*What is required*: Exactly reproduce the lines from the line that has "Target: tile floor" down to the last line of the entries, inclusive.

Referring expression pointing data
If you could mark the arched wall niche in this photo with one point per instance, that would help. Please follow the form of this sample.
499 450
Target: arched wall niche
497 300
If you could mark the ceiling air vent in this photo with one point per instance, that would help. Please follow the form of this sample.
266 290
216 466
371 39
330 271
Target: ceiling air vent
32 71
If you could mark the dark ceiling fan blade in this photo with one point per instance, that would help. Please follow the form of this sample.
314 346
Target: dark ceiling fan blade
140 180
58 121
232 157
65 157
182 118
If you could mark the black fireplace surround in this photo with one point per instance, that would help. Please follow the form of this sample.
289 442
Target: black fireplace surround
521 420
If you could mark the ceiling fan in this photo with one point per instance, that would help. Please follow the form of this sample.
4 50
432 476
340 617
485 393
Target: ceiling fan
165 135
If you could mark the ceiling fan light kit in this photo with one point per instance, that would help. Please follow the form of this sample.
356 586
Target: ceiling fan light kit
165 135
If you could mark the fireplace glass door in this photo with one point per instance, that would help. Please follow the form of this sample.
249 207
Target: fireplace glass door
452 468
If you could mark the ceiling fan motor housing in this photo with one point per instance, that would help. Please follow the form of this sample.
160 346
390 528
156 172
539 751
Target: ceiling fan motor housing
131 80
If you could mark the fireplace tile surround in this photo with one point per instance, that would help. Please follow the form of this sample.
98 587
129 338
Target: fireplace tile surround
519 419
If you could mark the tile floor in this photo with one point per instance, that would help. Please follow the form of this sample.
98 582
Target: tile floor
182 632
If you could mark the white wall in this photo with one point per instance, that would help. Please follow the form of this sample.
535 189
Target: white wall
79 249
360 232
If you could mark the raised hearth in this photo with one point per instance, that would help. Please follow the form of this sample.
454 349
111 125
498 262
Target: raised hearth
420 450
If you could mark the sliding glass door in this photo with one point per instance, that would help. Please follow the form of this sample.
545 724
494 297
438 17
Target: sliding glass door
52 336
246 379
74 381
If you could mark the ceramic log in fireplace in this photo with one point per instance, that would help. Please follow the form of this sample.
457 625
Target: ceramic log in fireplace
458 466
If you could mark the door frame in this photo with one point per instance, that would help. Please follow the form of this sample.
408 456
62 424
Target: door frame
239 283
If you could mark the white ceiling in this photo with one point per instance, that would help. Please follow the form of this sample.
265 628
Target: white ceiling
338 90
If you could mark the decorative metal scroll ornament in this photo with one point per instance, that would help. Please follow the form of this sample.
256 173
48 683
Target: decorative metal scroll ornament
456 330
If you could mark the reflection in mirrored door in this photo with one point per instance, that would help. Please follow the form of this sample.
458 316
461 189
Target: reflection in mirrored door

*Solution to the problem*:
Target: tile floor
182 632
If you could mark the white wall in this photo with one point per instance, that would help. Please follow the form of this sample.
535 189
Target: white wall
79 249
360 232
If you could mark the raised hearth in this photo with one point per instance, that would help. Please follow the form of this sample.
454 349
111 125
498 262
Target: raised hearth
420 450
If you could mark the sliding glass door in this photo with one point per instance, that would help. Please follow the form of this sample.
545 724
494 297
438 17
Target: sliding glass door
52 336
246 379
74 381
If you could mark the ceramic log in fireplace in this photo with one point per instance, that would help. Please follow the form of this sample.
457 625
Target: ceramic log in fireplace
458 466
If you could mark the door frame in this photo with one point per instance, that would help. Please follow the form of this sample.
408 456
62 424
Target: door frame
239 283
If you could mark the white ceiling in this photo with one point per instance, that would help. Please follow the form of this sample.
265 628
Target: white ceiling
338 90
If you could mark the decorative metal scroll ornament in this photo with one point per instance, that would help. Please follow the form of this sample.
256 173
48 683
Target: decorative metal scroll ornament
456 330
If you could mark the reflection in mirrored door in this photo with one point per instance, that would help. Please follow the form of this sample.
458 316
461 189
Target: reflection in mirrored door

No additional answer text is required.